»»

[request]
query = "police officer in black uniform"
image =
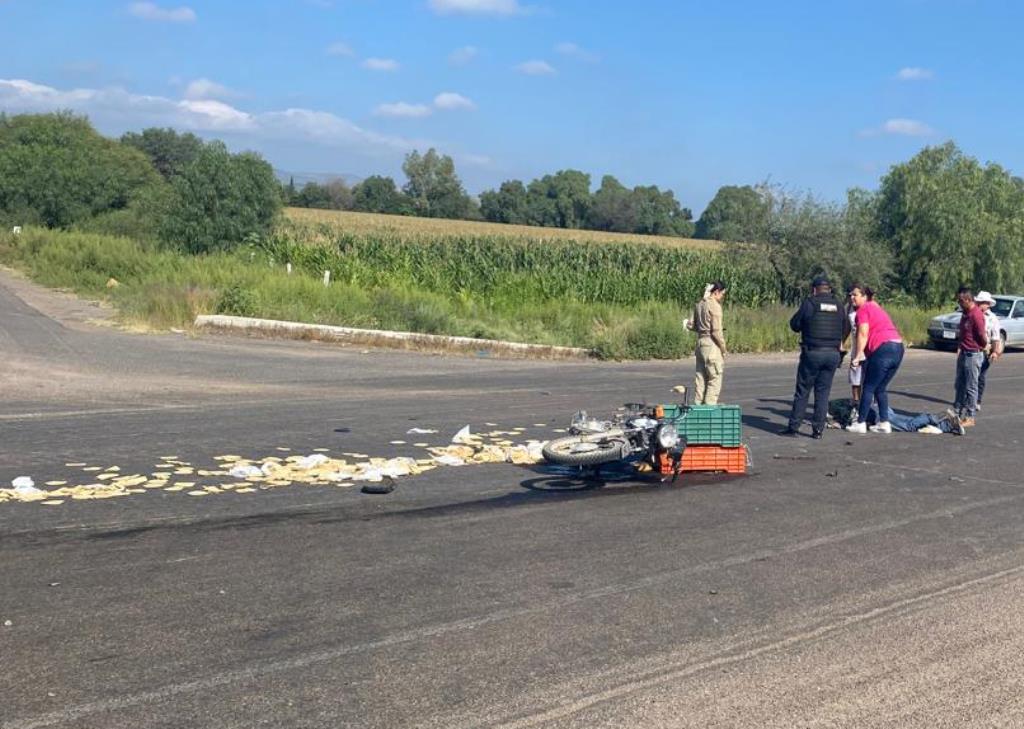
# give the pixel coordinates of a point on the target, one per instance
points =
(822, 324)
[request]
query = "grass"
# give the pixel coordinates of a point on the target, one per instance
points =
(445, 287)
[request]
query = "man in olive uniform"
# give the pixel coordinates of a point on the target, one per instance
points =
(711, 349)
(822, 325)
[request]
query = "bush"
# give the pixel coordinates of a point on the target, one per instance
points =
(56, 170)
(219, 201)
(238, 301)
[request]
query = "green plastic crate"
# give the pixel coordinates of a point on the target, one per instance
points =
(709, 425)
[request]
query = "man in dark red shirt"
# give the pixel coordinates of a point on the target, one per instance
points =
(972, 341)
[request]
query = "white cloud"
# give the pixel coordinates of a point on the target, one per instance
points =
(536, 68)
(477, 7)
(900, 127)
(476, 160)
(461, 56)
(123, 110)
(401, 109)
(153, 11)
(204, 88)
(573, 51)
(913, 73)
(81, 68)
(212, 115)
(380, 65)
(340, 48)
(451, 100)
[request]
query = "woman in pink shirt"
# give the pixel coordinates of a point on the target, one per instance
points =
(878, 348)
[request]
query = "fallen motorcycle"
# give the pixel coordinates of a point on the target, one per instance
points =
(638, 434)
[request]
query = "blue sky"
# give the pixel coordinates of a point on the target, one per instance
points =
(817, 96)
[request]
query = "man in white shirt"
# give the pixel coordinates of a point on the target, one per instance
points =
(994, 349)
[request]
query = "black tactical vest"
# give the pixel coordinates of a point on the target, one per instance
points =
(824, 327)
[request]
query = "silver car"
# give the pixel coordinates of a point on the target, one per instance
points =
(1009, 309)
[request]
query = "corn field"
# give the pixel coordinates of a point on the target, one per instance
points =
(316, 224)
(520, 269)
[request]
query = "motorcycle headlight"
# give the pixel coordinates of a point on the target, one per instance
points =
(667, 436)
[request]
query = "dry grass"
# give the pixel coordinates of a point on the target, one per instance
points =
(413, 227)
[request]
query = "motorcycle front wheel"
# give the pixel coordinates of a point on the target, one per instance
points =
(584, 451)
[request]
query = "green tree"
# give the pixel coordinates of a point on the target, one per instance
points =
(733, 214)
(56, 170)
(949, 221)
(380, 195)
(434, 187)
(288, 193)
(219, 200)
(658, 213)
(506, 205)
(561, 200)
(803, 237)
(169, 151)
(612, 208)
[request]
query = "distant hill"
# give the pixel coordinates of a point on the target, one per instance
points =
(318, 177)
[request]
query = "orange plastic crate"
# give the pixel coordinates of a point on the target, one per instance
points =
(715, 458)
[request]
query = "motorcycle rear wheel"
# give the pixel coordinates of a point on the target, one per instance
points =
(565, 451)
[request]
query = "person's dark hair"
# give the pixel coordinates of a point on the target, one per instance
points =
(867, 291)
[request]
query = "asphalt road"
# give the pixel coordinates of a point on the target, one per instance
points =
(854, 582)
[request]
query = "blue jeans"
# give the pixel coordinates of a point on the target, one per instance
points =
(880, 369)
(913, 423)
(981, 377)
(968, 371)
(904, 423)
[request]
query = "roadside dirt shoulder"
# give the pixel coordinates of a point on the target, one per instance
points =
(58, 305)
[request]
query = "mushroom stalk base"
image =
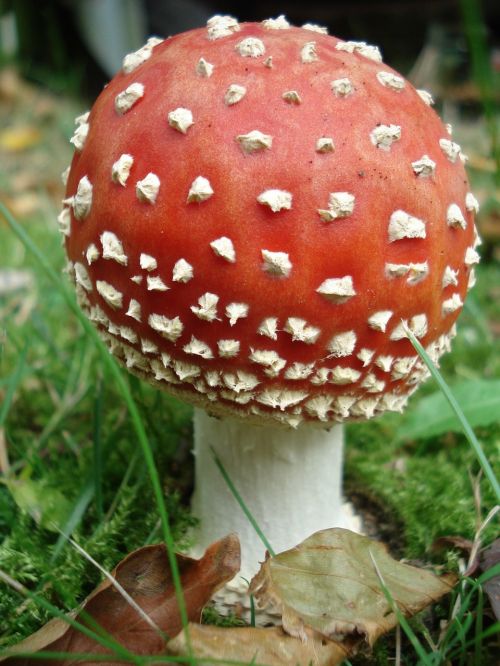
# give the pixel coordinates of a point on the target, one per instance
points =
(290, 480)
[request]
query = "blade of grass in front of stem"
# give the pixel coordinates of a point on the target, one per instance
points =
(131, 407)
(405, 625)
(97, 449)
(241, 502)
(466, 428)
(478, 643)
(105, 640)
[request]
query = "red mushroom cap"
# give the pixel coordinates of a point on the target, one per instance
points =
(255, 212)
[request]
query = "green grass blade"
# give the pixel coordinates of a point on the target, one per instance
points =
(12, 385)
(97, 449)
(242, 504)
(76, 515)
(466, 428)
(128, 400)
(405, 625)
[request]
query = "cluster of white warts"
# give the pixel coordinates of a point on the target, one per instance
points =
(239, 387)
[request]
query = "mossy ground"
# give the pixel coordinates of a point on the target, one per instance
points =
(69, 437)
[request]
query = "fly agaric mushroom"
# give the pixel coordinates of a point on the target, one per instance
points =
(255, 214)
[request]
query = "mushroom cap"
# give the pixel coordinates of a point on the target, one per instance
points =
(254, 214)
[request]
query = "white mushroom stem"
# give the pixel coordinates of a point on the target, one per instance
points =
(290, 480)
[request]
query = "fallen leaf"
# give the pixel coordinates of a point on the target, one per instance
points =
(329, 584)
(490, 557)
(270, 646)
(145, 576)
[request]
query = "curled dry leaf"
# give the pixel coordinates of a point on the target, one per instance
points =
(329, 584)
(145, 576)
(270, 646)
(490, 557)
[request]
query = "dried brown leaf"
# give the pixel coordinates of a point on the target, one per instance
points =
(145, 576)
(270, 646)
(329, 584)
(490, 557)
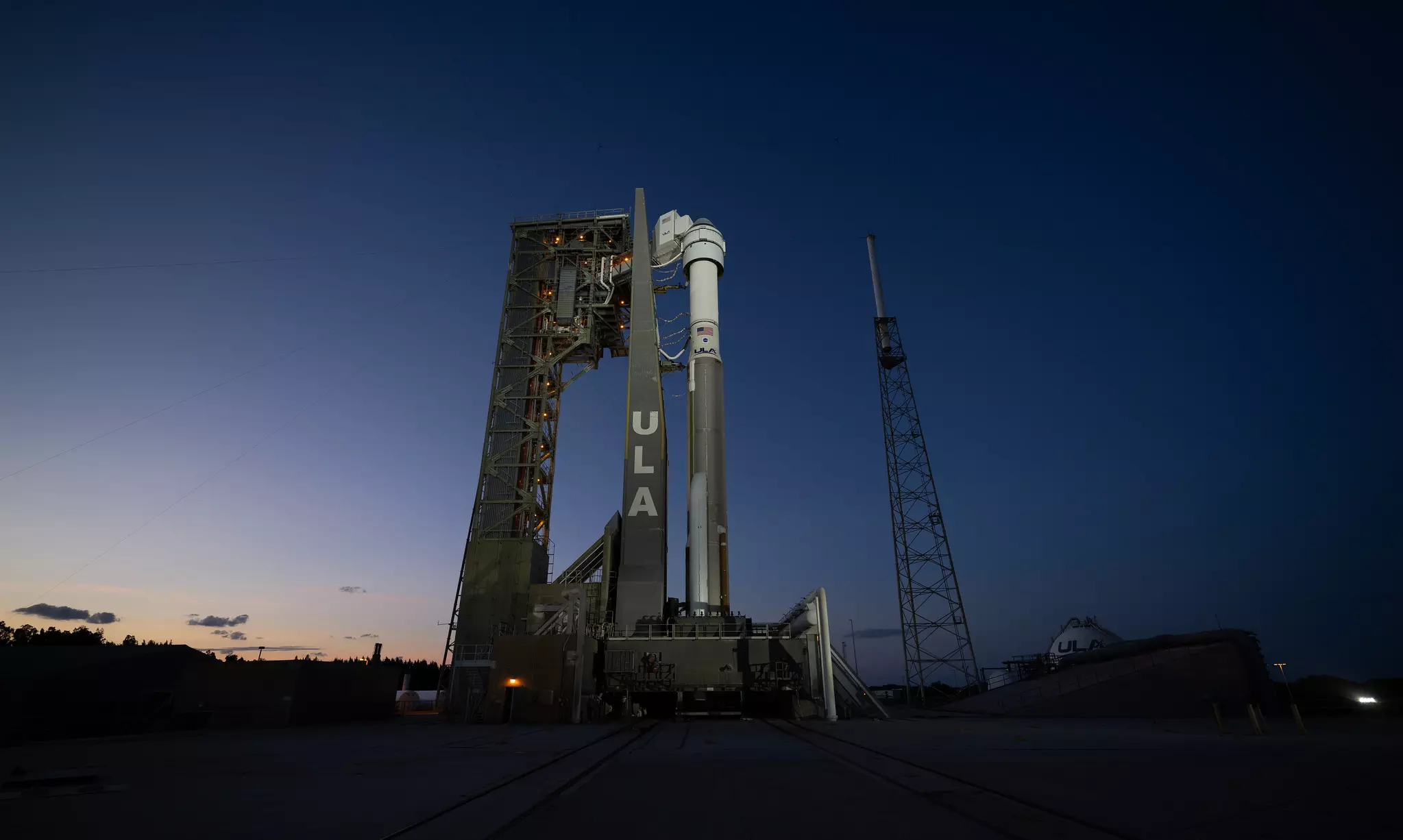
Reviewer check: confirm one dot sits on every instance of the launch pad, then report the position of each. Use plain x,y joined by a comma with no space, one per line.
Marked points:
601,639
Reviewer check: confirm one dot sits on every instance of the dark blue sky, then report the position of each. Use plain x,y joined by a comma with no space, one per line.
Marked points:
1145,264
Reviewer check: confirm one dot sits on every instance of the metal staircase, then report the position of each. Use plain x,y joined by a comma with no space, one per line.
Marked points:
853,692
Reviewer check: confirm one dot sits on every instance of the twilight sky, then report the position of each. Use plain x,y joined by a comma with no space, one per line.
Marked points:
1147,269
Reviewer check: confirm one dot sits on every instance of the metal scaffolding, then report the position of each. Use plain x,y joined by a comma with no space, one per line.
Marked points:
564,305
934,632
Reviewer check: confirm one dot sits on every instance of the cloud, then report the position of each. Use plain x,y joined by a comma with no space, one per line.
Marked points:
217,621
877,633
55,612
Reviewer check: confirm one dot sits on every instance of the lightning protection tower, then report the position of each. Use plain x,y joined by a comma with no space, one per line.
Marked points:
935,636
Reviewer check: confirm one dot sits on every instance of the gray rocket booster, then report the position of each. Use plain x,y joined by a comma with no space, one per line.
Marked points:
703,262
702,251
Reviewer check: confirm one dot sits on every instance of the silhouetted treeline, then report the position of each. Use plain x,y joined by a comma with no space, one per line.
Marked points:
423,674
28,634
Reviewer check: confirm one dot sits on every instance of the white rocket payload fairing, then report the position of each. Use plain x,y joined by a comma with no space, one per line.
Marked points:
703,262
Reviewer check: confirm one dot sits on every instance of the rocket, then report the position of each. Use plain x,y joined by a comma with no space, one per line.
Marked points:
703,262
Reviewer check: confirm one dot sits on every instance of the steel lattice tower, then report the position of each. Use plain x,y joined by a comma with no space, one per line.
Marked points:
934,632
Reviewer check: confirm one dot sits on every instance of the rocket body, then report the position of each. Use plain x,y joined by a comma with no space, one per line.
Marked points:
703,262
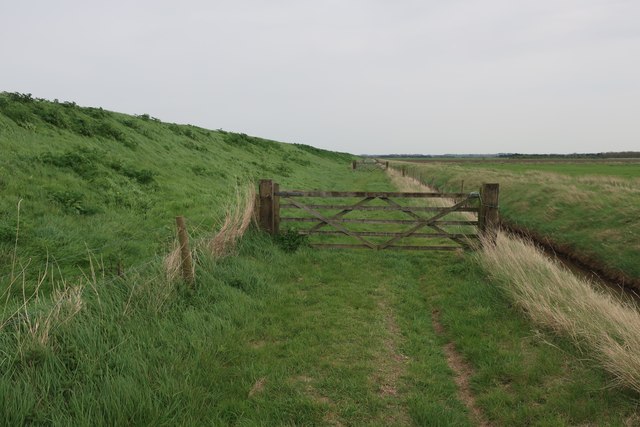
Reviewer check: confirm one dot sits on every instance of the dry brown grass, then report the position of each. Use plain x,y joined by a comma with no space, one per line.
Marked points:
37,317
239,216
601,324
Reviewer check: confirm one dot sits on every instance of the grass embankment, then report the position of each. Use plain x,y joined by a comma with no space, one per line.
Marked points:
310,337
581,213
266,337
108,184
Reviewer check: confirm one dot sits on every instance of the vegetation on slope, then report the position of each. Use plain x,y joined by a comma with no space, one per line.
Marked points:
107,184
269,336
588,216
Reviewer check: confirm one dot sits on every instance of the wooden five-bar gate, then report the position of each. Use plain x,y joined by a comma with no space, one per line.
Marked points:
477,212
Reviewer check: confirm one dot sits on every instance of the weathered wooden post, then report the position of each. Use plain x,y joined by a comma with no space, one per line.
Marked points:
488,219
265,215
186,264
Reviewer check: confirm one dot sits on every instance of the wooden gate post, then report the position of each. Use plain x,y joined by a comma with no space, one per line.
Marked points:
186,264
265,214
488,219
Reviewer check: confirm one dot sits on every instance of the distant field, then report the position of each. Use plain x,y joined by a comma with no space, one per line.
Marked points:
620,168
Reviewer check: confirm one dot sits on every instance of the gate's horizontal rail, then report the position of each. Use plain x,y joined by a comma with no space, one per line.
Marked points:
402,248
379,221
379,208
295,193
390,234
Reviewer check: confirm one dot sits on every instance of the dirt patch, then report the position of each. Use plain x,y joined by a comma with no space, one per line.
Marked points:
258,387
462,373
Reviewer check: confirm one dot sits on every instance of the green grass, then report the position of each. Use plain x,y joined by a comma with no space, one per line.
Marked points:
267,337
93,181
575,205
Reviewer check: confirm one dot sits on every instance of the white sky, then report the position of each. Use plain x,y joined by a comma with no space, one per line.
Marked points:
374,76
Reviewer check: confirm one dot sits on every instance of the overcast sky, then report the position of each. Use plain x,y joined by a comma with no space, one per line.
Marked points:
374,76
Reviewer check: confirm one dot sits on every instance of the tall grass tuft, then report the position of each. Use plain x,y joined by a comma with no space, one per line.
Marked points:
238,218
599,323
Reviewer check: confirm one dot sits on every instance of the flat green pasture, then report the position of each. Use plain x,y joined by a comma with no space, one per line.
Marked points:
629,169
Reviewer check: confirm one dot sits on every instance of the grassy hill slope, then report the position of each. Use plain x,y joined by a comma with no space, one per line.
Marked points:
266,337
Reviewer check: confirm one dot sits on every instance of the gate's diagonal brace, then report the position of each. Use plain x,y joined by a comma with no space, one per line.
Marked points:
326,220
405,209
341,213
424,222
455,239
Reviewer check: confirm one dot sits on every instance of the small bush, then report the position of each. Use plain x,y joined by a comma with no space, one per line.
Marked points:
143,176
54,116
72,202
19,113
82,161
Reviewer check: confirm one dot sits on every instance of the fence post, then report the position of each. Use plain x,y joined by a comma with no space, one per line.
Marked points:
488,215
186,263
265,217
276,208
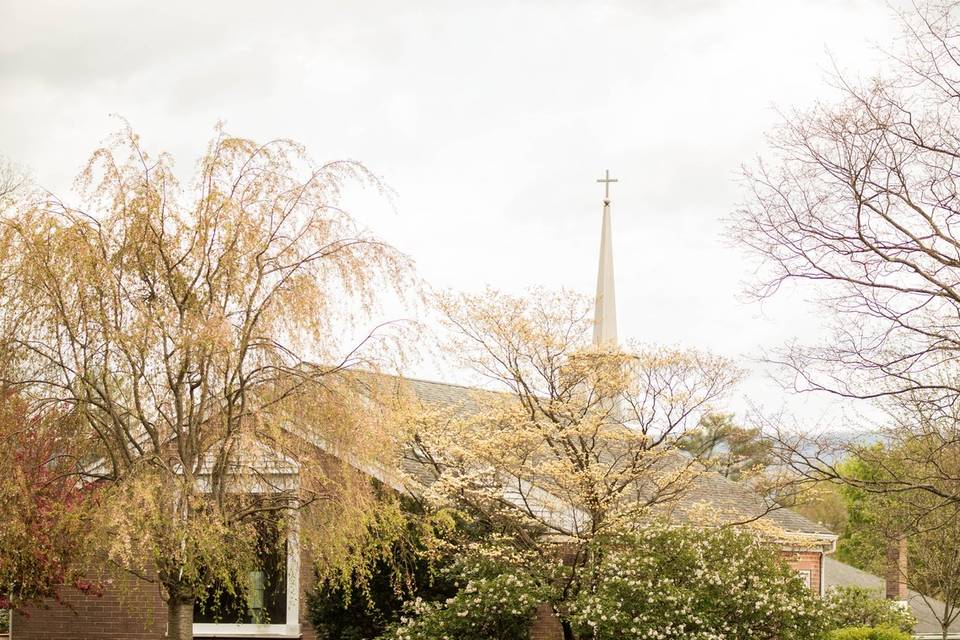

««

Gather every line of the data containing the string "slope" and reproduce each one.

Reviewer check: confirm one dot sits on every instance of the vegetation on slope, then report the position of each. Use plain x,y joined by a comma with no space, one per line.
Reviewer check: confirm one dot sits on every instance of the grassy hill slope, then report the position of each. Use plain x,y joined by a comma with no space, one per line.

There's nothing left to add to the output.